[Start]

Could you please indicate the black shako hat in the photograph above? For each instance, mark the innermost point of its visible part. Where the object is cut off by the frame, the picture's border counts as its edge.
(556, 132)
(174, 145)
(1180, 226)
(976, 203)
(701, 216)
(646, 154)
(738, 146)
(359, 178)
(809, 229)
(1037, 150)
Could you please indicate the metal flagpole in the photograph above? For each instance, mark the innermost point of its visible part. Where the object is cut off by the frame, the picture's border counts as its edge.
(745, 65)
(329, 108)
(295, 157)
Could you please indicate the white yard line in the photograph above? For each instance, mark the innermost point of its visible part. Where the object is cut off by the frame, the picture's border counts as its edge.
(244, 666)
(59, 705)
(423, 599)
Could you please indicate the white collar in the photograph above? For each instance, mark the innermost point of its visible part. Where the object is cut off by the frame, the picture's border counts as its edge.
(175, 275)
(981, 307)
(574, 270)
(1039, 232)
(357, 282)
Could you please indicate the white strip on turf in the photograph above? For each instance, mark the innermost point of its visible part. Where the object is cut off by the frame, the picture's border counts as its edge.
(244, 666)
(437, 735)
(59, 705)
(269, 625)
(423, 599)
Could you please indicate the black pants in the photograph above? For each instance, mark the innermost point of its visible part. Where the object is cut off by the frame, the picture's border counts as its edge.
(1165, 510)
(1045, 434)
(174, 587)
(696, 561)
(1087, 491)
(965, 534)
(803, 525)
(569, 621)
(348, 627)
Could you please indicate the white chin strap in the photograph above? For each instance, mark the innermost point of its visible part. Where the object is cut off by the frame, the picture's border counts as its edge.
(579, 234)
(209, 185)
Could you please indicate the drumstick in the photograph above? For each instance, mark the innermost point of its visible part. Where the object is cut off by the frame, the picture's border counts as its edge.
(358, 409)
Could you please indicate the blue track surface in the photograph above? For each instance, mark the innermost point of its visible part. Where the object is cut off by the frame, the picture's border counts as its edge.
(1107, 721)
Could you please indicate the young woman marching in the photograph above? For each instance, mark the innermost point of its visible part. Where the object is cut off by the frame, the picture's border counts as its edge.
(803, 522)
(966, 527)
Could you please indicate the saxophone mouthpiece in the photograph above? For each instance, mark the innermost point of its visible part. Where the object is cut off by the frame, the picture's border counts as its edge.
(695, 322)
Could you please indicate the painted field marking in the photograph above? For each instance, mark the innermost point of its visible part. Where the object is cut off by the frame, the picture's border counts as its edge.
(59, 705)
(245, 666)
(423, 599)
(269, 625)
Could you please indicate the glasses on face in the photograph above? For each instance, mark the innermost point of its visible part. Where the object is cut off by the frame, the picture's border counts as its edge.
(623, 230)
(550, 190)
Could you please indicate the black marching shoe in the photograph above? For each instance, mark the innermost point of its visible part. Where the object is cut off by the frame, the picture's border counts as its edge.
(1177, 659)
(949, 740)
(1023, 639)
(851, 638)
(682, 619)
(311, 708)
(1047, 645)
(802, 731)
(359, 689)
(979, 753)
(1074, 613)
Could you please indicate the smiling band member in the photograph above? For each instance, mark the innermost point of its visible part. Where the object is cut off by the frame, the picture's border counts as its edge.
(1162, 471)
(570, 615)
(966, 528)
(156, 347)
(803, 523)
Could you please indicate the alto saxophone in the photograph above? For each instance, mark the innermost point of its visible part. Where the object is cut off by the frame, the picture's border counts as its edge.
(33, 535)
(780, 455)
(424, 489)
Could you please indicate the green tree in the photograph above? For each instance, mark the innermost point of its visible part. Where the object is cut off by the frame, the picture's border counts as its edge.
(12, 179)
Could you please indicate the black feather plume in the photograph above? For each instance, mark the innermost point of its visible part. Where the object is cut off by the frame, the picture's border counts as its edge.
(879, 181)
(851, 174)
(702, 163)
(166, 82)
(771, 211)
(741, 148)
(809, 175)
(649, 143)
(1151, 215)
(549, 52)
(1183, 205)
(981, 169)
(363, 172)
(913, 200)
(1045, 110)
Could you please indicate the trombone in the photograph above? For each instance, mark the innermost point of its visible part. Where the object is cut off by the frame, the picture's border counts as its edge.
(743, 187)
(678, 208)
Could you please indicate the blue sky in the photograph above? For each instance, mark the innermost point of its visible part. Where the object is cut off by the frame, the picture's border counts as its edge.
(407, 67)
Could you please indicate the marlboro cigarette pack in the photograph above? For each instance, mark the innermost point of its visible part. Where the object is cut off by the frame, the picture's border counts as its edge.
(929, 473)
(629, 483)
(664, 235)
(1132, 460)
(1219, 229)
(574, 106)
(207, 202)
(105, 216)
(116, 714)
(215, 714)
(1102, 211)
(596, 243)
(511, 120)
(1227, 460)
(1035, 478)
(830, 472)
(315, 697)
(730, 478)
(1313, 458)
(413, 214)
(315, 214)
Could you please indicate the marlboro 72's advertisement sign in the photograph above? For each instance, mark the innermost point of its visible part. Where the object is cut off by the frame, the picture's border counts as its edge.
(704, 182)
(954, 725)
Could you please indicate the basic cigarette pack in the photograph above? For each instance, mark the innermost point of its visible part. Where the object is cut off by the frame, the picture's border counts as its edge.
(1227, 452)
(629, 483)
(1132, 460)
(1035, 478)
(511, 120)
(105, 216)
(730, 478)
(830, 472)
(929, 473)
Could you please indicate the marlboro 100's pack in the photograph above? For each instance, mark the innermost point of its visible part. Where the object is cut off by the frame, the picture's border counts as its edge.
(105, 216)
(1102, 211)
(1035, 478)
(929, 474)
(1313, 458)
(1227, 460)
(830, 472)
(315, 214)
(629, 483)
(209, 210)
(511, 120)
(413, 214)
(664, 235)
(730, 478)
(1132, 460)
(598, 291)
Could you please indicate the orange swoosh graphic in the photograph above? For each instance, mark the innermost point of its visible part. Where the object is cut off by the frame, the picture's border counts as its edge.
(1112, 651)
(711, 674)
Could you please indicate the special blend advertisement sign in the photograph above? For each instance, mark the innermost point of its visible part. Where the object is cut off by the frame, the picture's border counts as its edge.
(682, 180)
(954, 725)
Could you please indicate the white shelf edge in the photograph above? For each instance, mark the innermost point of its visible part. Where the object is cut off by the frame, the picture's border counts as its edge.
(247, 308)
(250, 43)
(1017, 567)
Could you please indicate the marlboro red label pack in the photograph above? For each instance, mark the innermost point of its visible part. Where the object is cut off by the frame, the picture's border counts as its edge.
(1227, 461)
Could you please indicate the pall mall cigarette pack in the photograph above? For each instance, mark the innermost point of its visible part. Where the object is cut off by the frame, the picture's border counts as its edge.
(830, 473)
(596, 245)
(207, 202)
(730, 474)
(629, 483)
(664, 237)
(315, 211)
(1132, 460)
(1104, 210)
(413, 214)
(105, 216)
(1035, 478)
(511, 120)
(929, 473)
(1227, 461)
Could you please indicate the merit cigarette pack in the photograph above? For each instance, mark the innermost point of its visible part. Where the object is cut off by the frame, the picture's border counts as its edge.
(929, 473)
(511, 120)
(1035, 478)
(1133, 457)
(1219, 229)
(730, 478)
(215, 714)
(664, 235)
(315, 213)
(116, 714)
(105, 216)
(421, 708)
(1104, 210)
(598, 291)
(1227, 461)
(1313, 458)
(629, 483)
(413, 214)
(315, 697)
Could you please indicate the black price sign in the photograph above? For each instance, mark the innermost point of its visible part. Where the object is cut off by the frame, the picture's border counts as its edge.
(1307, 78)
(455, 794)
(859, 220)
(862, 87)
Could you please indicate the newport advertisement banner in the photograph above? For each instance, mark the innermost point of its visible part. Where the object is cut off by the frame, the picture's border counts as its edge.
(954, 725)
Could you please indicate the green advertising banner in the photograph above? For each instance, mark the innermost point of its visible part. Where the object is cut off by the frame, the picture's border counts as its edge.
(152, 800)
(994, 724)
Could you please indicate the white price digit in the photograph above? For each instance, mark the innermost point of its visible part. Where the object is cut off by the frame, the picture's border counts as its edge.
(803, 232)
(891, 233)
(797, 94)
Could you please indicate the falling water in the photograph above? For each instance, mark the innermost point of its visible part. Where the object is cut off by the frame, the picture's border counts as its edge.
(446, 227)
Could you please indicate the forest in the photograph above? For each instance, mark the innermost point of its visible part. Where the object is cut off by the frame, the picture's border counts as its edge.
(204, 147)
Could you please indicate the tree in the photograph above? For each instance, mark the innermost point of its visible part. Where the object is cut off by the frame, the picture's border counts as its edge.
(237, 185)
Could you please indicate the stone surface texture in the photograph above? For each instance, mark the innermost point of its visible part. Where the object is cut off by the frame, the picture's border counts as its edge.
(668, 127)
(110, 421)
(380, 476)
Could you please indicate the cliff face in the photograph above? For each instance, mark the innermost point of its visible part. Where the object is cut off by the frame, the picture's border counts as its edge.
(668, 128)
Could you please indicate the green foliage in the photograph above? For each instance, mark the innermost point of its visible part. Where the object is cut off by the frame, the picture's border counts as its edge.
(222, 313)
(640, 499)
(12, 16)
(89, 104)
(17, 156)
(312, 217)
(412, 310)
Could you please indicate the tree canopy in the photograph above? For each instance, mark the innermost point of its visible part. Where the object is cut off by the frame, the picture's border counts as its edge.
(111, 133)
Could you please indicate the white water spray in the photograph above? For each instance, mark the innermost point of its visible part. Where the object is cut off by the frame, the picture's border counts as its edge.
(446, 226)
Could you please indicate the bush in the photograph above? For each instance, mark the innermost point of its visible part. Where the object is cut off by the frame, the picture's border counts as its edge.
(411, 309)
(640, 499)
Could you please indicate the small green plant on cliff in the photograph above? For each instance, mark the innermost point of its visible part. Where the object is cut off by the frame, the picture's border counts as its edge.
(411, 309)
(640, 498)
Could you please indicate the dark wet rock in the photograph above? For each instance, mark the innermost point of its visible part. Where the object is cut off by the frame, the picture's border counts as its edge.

[End]

Task brief:
Please retype the records above from the line containing "Could you please indicate the painted" to the line containing "(1074, 613)", including both of those lines, without changing anything.

Full answer:
Could you please indicate the painted field marking in the photograph above? For each instance, mark the innermost point of its visible part. Where the object is cut off by the frame, the picture's border counts as its edge.
(59, 705)
(245, 666)
(423, 599)
(269, 625)
Could you please indicate the glasses on face in the photograph above? For each instance, mark the innermost point of its visible part. Where the object is cut off by the frame, the picture's border counts as its edge.
(623, 230)
(550, 190)
Could you please indicate the black marching shoe in the photograph above? For each instance, mark the innermost point of its visible part. Where the object is cut off by the frame, the picture's border counts as its edge.
(1177, 659)
(949, 740)
(1023, 639)
(851, 638)
(682, 619)
(311, 708)
(1047, 645)
(802, 731)
(359, 689)
(979, 753)
(1074, 613)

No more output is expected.